Thursday, February 3, 2005
Just too taboo to talk
about
By JOHN STOSSEL Syndicated columnist
Two weeks ago, the president of Harvard University,
Lawrence Summers, spoke at an academic conference on women and
minorities in science. He discussed possible reasons that
fewer women than men attain top positions in science. He
mentioned discrimination. He mentioned the demands of family
life. And he said there might be innate differences between
women and men. He called for more research.
The fury. Nancy Hopkins, a professor of biology at the
Massachusetts Institute of Technology, walked out midway and
so did not hear Summers' comment, later quoted in The Harvard
Crimson, that he'd like to be proved wrong on the
innate-differences theory. The New York Times has run a whole
series of stories on how upset some women are about Summers'
remarks. Google News has more than 300 items on the brouhaha.
Summers has now apologized for what he said.
Please. Aren't science and scholarship supposed to ask
questions and open our eyes to facts? I didn't think they were
supposed to treat prevailing opinions as unquestionable and
close the door on research that might challenge them.
Some scientists have already done research on gender
differences. There was a study at the University of Rochester
in New York, for example, where men and women were blindfolded
and guided through tunnels under the campus. They were then
asked to say where a particular building was. Men typically
gave directions. Women typically couldn't.
For a study at York University in Toronto, Ont., students
were asked to wait in a cluttered room and then were asked
elsewhere about its contents. Women typically gave detailed
answers. Men typically couldn't.
Even newborn boys and girls behave differently. June
Reinisch, a psychologist and former director of the Kinsey
Institute at Indiana University, says differences can be seen
even in the first 72 hours of life: "Males startle more than
females. If you give a little puff of air on their abdomen,
they startle much bigger and (are) much more likely to startle
than females, and females rhythmically mouth, they suck on
their tongues, they move their lips and so forth, more than
males do." Is anyone going to tell me that 3-day-old infants
have already been taught to conform to society's preconceived
gender roles?
If not, why would sex make a difference? At conception, we
begin life as the same clump of cells. Certain hormones must
be added for that clump of cells to turn out male. Scientists
now say that those same hormones make men's brains different.
That could explain why our behavior is different.
In about one out of every 10,000 pregnancies, a genetic
defect causes female babies to be exposed to a bath of
androgen - male hormones. They're called CAH girls, short for
congenital adrenal hyperplasia. The children are born female.
If this is a sexist world, these CAH girls get all the sexist
messages other girls get. Yet they don't act like the other
girls. There's something in them that's innately male.

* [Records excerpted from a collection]

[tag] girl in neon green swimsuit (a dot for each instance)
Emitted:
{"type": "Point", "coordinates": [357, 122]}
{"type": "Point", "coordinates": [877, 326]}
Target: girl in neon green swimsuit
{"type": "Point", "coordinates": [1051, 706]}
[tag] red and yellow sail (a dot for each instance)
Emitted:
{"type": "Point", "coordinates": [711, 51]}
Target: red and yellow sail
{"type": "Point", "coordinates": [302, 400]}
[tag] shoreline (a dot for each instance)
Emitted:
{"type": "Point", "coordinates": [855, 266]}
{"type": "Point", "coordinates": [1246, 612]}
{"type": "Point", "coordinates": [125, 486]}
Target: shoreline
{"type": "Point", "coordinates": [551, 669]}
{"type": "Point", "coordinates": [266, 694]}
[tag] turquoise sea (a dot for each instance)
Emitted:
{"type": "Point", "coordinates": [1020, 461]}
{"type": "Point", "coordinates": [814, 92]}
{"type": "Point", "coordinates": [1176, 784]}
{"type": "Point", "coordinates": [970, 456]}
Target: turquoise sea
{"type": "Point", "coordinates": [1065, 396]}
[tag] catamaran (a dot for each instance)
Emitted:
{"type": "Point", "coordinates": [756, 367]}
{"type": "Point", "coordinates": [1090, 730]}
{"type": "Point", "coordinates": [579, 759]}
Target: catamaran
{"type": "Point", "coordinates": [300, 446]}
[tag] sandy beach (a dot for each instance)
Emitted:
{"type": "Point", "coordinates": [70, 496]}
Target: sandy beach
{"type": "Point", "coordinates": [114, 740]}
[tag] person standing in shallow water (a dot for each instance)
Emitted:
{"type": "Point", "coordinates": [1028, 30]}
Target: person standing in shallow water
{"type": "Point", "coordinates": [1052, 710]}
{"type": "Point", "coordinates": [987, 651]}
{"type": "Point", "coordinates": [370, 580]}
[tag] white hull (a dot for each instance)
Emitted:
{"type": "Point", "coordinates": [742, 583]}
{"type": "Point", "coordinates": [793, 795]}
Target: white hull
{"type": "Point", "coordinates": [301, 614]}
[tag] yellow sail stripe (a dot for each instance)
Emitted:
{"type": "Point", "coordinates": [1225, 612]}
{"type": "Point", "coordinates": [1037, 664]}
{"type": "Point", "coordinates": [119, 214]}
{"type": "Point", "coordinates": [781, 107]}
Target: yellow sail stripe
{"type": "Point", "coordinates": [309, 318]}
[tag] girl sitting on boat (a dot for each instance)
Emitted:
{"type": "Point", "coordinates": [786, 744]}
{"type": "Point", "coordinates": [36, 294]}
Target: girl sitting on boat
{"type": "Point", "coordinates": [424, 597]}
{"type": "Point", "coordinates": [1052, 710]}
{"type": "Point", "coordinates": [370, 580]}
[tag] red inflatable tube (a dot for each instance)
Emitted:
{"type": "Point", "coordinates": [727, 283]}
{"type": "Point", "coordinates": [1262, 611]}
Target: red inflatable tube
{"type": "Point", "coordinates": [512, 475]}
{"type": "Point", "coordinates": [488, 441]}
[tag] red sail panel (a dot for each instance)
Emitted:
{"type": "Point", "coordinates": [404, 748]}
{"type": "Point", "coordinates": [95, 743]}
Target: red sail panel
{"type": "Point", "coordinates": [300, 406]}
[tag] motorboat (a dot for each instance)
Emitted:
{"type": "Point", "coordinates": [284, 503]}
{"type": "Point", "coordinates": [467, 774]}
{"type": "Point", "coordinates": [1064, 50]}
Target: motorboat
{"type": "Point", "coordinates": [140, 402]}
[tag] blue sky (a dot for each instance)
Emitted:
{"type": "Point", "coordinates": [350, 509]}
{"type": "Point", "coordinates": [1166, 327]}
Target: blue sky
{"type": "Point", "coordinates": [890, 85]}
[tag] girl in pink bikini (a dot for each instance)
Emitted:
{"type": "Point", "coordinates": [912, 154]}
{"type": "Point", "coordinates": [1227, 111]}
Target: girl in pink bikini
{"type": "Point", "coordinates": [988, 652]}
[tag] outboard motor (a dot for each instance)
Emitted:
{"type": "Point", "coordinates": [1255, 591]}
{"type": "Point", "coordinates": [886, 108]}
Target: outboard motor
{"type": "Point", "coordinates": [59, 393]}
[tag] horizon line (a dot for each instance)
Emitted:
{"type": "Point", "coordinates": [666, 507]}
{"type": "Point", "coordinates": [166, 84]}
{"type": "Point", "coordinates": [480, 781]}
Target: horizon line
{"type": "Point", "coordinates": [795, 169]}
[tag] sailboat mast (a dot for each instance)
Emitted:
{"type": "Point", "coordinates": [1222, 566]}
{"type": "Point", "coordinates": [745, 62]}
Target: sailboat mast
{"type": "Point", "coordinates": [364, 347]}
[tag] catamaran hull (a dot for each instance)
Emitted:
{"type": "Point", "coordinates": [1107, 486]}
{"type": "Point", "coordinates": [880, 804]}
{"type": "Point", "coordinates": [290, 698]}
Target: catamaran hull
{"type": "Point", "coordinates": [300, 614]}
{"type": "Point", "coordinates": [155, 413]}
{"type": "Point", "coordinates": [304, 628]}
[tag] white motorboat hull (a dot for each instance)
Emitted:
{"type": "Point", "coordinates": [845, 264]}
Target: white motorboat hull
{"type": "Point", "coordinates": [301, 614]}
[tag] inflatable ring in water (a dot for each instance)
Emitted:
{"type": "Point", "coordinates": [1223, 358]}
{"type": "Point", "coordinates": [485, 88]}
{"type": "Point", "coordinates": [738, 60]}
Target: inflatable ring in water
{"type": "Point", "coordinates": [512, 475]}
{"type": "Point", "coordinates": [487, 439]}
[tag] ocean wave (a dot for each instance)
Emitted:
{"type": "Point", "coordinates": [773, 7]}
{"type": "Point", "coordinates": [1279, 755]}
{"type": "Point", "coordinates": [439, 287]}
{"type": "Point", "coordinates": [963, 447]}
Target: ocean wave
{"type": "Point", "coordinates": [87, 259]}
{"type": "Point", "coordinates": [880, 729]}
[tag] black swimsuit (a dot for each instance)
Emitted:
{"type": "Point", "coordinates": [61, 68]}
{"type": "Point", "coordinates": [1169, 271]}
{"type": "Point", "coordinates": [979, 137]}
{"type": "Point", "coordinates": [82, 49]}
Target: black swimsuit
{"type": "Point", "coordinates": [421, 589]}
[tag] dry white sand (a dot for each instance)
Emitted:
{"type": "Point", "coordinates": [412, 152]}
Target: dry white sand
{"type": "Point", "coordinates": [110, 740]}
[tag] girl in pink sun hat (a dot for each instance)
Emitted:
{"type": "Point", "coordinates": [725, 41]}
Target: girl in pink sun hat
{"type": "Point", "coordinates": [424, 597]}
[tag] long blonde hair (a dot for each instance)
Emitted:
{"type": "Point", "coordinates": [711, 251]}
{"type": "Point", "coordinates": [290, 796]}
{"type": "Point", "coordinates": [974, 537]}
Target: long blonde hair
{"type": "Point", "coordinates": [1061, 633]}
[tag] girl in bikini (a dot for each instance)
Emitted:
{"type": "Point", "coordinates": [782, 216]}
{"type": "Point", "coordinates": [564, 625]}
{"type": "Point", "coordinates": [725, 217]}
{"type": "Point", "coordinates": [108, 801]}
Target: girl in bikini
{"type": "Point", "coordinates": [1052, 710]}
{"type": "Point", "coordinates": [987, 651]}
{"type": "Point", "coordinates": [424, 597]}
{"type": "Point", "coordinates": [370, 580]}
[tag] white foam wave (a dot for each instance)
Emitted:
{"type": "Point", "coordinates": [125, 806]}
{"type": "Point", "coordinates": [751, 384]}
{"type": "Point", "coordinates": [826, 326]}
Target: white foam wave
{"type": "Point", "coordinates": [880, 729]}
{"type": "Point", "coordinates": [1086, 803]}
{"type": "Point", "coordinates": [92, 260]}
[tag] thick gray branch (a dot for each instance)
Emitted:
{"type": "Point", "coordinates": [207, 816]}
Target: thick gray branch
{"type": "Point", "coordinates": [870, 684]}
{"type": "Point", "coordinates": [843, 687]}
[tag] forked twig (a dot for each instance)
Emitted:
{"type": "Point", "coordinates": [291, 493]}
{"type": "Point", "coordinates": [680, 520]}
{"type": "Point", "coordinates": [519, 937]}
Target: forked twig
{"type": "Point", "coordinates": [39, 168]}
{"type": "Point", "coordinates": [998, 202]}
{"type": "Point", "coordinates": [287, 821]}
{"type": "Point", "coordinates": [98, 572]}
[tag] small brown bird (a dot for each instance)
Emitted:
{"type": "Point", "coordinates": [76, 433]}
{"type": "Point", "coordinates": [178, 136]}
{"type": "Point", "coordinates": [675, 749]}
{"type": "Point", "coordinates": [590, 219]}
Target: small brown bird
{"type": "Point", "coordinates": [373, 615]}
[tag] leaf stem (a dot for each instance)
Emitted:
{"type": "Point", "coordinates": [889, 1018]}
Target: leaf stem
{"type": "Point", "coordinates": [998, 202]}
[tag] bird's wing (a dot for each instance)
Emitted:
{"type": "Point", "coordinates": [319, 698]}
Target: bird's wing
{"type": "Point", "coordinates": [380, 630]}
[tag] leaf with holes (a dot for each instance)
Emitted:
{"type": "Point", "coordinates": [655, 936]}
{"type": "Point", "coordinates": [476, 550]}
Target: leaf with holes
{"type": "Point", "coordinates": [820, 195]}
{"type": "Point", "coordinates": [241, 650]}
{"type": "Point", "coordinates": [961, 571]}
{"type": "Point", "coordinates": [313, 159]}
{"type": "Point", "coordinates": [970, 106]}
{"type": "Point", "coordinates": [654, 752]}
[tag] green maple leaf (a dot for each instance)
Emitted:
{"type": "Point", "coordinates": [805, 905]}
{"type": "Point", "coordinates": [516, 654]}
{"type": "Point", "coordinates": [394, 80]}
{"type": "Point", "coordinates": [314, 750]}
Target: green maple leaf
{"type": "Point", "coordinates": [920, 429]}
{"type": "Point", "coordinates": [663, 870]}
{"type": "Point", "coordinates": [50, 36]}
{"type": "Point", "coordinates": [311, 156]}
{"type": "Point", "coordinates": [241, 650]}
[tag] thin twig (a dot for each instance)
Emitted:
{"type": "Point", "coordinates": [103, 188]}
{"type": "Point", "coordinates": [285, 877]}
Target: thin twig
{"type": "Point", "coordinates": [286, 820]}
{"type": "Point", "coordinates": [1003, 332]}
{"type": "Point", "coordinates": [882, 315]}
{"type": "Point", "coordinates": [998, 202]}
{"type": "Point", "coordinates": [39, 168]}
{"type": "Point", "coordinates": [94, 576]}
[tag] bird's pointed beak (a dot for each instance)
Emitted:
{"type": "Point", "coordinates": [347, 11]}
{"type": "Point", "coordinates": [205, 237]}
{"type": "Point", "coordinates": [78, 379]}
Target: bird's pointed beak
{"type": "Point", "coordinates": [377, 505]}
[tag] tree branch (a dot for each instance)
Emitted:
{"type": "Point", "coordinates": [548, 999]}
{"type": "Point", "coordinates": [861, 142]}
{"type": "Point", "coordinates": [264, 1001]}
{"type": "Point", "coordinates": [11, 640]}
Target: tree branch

* [Work order]
Copy the column on gender differences word for word, from "Some scientists have" up to and including "Women typically couldn't.".

* [Exercise solution]
Some scientists have already done research on gender
differences. There was a study at the University of Rochester
in New York, for example, where men and women were blindfolded
and guided through tunnels under the campus. They were then
asked to say where a particular building was. Men typically
gave directions. Women typically couldn't.